Everything in the listing should be restated word for word.

◇ ◇ ◇ ◇ ◇

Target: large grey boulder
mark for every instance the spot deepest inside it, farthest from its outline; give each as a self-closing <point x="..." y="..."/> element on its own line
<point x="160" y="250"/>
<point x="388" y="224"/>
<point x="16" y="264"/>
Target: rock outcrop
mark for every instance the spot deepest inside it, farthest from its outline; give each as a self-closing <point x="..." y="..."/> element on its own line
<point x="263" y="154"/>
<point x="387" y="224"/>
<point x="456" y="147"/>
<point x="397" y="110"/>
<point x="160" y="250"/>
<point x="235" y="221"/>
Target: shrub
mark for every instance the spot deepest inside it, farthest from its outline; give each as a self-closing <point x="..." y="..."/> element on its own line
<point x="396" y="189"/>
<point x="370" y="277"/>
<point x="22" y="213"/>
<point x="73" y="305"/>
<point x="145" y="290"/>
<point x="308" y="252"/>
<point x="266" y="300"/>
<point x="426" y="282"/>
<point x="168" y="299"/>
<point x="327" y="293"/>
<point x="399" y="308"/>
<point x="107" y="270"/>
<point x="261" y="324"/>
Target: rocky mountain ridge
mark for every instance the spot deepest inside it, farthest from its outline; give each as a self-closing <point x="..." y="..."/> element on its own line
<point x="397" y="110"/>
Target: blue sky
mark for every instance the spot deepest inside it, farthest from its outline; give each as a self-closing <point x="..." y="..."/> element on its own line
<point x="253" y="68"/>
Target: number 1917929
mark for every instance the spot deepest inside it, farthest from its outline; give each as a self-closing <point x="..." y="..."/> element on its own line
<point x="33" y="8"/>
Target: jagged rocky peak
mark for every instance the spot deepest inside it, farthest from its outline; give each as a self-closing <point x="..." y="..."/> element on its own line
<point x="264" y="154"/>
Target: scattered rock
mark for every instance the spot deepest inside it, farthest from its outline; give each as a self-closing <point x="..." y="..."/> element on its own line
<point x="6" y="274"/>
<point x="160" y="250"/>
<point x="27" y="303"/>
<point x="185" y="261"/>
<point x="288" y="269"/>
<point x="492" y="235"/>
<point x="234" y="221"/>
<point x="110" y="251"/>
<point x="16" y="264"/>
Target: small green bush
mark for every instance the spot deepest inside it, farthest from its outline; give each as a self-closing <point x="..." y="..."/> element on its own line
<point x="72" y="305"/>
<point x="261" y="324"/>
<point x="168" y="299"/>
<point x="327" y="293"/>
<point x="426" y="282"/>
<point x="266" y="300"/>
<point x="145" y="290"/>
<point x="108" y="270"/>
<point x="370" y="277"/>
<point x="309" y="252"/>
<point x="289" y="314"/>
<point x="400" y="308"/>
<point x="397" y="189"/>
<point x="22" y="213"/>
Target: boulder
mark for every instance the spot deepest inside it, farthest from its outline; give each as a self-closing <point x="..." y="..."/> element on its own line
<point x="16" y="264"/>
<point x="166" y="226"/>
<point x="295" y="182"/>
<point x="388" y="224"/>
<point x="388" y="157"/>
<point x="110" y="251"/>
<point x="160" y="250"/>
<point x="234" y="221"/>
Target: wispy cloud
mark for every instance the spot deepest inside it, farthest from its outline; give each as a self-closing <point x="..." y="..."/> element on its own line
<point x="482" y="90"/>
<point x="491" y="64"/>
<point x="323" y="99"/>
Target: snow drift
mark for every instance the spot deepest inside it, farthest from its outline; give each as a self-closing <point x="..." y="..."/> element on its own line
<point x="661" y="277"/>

◇ ◇ ◇ ◇ ◇

RESULT FOR THIS TASK –
Target: large grey boulder
mark for every instance the spot deepest inside it, farthest from its outline; give each as a self-closing <point x="..." y="..."/> element on its own line
<point x="160" y="250"/>
<point x="388" y="224"/>
<point x="16" y="264"/>
Target: rock outcrop
mark for every instance the spot deepest inside it, farthest from its outline; give each as a self-closing <point x="..." y="..."/> element on its own line
<point x="263" y="154"/>
<point x="387" y="224"/>
<point x="456" y="147"/>
<point x="397" y="110"/>
<point x="160" y="250"/>
<point x="235" y="221"/>
Target: shrub
mark for every instance the spot deepest inside it, farthest from its outline; give each as a self-closing <point x="..." y="..."/> element on its own line
<point x="396" y="189"/>
<point x="370" y="277"/>
<point x="22" y="213"/>
<point x="73" y="305"/>
<point x="145" y="290"/>
<point x="308" y="252"/>
<point x="266" y="300"/>
<point x="426" y="282"/>
<point x="168" y="299"/>
<point x="327" y="293"/>
<point x="399" y="308"/>
<point x="107" y="270"/>
<point x="261" y="324"/>
Target: rocky mountain ridge
mark for every instance the spot deepest inside it, farthest from its outline; give each as a self-closing <point x="..." y="..."/> element on its own line
<point x="397" y="110"/>
Target: blue sky
mark for every instance the spot deepest inside it, farthest from its outline; give each as a self-closing <point x="..." y="..."/> element on its own line
<point x="253" y="68"/>
Target: number 1917929
mark for every instance the spot deepest inside it, farthest from its outline; give each as a self-closing <point x="..." y="..."/> element on its own line
<point x="33" y="8"/>
Target: jagged rocky peak
mark for every instance the spot deepest inside it, farthest from its outline; give each as a self-closing <point x="..." y="..."/> element on its own line
<point x="264" y="154"/>
Target: scattered rock
mark for every instance the spot deepest inside it, farthest from its outline; give each as a self-closing <point x="..." y="..."/> element on its own line
<point x="6" y="274"/>
<point x="160" y="250"/>
<point x="27" y="303"/>
<point x="185" y="261"/>
<point x="288" y="269"/>
<point x="492" y="235"/>
<point x="234" y="221"/>
<point x="110" y="251"/>
<point x="16" y="264"/>
Target: small green bush
mark for every instance the spot deepest inside it, farthest from its outline; give each as a self-closing <point x="..." y="..."/> element on its own line
<point x="72" y="305"/>
<point x="261" y="324"/>
<point x="168" y="299"/>
<point x="327" y="293"/>
<point x="426" y="282"/>
<point x="266" y="300"/>
<point x="145" y="290"/>
<point x="108" y="270"/>
<point x="370" y="277"/>
<point x="309" y="252"/>
<point x="289" y="314"/>
<point x="400" y="308"/>
<point x="397" y="189"/>
<point x="22" y="213"/>
Target: boulder
mark for every instance the spot deepest inside it, farthest from its outline; give each as a self-closing <point x="..." y="..."/> element on its own line
<point x="16" y="264"/>
<point x="166" y="226"/>
<point x="295" y="182"/>
<point x="388" y="224"/>
<point x="388" y="157"/>
<point x="110" y="251"/>
<point x="160" y="250"/>
<point x="234" y="221"/>
Target: wispy cloud
mark for every instance the spot deepest inside it, farthest from its outline; give each as a self-closing <point x="..." y="..."/> element on its own line
<point x="482" y="90"/>
<point x="491" y="64"/>
<point x="323" y="99"/>
Target: snow drift
mark for every instance the spot deepest inside it, farthest from its outline; give each as a self-closing <point x="..." y="..."/> element on its own line
<point x="661" y="277"/>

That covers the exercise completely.